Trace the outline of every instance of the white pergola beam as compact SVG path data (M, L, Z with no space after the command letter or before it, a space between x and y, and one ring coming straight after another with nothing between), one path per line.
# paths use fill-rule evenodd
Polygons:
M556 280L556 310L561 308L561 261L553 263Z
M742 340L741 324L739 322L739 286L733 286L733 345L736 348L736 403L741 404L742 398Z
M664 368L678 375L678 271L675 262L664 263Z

#### TASK TO CARRY OUT:
Please write out all of the records above, character for character.

#### ANSWER TO THE PROBLEM:
Trace the outline of every instance of the white pergola beam as compact SVG path data (M, L, Z with no space after the command letter or before it, a space between x and y, and one ring coming straight after another with nothing between), one path per line.
# paths use fill-rule evenodd
Polygons:
M556 280L556 310L561 308L561 261L553 263Z
M742 340L741 324L739 322L739 286L733 286L733 345L736 348L736 403L741 404L742 398Z
M664 368L678 375L678 271L675 262L664 263Z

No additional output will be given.